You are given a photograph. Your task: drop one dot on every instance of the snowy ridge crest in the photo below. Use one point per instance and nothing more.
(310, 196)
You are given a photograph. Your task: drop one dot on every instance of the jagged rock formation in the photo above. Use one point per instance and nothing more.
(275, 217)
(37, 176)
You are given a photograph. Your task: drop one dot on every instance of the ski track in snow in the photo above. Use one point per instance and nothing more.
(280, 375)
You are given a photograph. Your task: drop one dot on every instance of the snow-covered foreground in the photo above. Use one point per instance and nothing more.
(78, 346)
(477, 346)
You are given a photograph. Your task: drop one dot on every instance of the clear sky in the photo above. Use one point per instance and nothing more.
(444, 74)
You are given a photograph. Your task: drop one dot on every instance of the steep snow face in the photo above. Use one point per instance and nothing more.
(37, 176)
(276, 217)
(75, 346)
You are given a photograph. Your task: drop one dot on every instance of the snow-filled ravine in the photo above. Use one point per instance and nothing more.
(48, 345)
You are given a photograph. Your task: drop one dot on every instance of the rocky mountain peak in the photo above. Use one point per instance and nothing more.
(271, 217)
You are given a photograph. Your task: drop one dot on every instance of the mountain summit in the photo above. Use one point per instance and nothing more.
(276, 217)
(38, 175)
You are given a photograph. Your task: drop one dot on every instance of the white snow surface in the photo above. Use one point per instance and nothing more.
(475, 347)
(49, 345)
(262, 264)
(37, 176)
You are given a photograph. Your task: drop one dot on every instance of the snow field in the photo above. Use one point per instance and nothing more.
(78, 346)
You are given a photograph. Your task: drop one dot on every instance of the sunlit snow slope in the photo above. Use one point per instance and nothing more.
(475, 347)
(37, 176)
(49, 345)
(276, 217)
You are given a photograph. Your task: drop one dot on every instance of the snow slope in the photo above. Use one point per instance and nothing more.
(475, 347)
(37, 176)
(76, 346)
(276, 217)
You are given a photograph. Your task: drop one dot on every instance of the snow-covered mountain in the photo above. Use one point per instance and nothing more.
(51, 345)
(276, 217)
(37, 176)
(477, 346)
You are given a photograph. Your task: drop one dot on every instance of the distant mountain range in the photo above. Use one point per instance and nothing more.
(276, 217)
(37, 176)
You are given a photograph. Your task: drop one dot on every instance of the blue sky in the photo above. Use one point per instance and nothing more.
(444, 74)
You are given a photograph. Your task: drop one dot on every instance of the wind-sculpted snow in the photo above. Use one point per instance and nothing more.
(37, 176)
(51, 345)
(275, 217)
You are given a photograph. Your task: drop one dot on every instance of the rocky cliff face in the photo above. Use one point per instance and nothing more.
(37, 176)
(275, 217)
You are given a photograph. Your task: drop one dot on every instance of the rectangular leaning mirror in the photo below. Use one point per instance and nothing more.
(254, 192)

::::::

Goal:
Render all the lines above as a Markdown table with the columns Row and Text. Number each row and skip any blank lines.

Task result:
| Row | Text |
|---|---|
| 1 | You are given a photograph. Your task: drop one dot on every instance of the snowy ridge crest in the photo below. Use one point per instance and nothing more. |
| 2 | (310, 196) |
| 3 | You are given a photograph. Your task: drop one dot on every instance of the jagged rock formation in the photo above. Use one point per instance and nothing more. |
| 4 | (275, 217) |
| 5 | (37, 176) |
| 6 | You are given a photograph. Your task: drop one dot on every instance of the ski track in snow in the photo above. Use one point per instance and nothing more. |
| 7 | (280, 375) |
| 8 | You are given a photograph. Your task: drop one dot on every instance of the snow-covered foreground in the photo above. Use one point per instance and nothing more. |
| 9 | (78, 346) |
| 10 | (477, 346) |
| 11 | You are given a photograph. Your task: drop one dot on every instance of the clear sky in the photo above. Use one point per instance and nothing more. |
| 12 | (444, 74) |
| 13 | You are given a photograph. Your task: drop one dot on every instance of the steep snow face in the photo above. Use one point per instance and nothing more. |
| 14 | (37, 176) |
| 15 | (276, 217) |
| 16 | (75, 346) |
| 17 | You are given a photograph. Your task: drop one dot on every instance of the snow-filled ravine in the photo above. Use one point per instance and nothing more. |
| 18 | (48, 345) |
| 19 | You are given a photograph. Your task: drop one dot on every instance of the rocky mountain peak in the photo above. Use one point per instance and nothing more. |
| 20 | (271, 217) |
| 21 | You are given a photograph. Your task: drop one dot on every instance of the mountain summit in the photo above. Use one point per instance and nothing more. |
| 22 | (276, 217) |
| 23 | (38, 175) |
| 24 | You are given a photograph. Your task: drop one dot on every instance of the white snow surface in the photo above. Use one point per instance and nothing more. |
| 25 | (475, 347) |
| 26 | (49, 345) |
| 27 | (262, 264) |
| 28 | (37, 176) |
| 29 | You are given a photograph. Your task: drop one dot on every instance of the snow field in the photo above. Use one point per instance and nothing more. |
| 30 | (78, 346) |
| 31 | You are given a photograph. Your task: drop one dot on every instance of the sunlit snow slope in the photo above. Use one point per instance and nothing more. |
| 32 | (475, 347) |
| 33 | (37, 176) |
| 34 | (49, 345) |
| 35 | (276, 217) |
| 36 | You are given a photograph. Your task: drop one dot on every instance of the snow slope in the photo above. Use one point per instance and nothing more. |
| 37 | (475, 347) |
| 38 | (37, 176) |
| 39 | (76, 346) |
| 40 | (276, 217) |
| 41 | You are given a photograph. Your task: drop one dot on every instance of the snow-covered mountain in the photo above. Use one point per instance and nothing more. |
| 42 | (51, 345) |
| 43 | (276, 217) |
| 44 | (37, 176) |
| 45 | (477, 346) |
| 46 | You are given a photograph. Your task: drop one dot on every instance of the distant mountain range in the photo above. Use one point per instance and nothing more. |
| 47 | (276, 217) |
| 48 | (37, 176) |
| 49 | You are given a photograph. Your task: drop one dot on every instance of the blue sky in the photo above. Use one point per instance and nothing more. |
| 50 | (444, 74) |
| 51 | You are given a photograph. Your task: drop one dot on every instance of the wind-sculpted snow in the photo above. Use one point per instance and nothing more. |
| 52 | (37, 176) |
| 53 | (51, 345) |
| 54 | (275, 217) |
| 55 | You are given a photograph. Your task: drop one dot on every instance of the rocky cliff face in the photo above. Use one point per instance and nothing more. |
| 56 | (37, 176) |
| 57 | (275, 217) |
| 58 | You are given a photograph. Your task: drop one dot on every instance of the rectangular leaning mirror in the photo below. Use one point per instance and nothing more. |
| 59 | (254, 192) |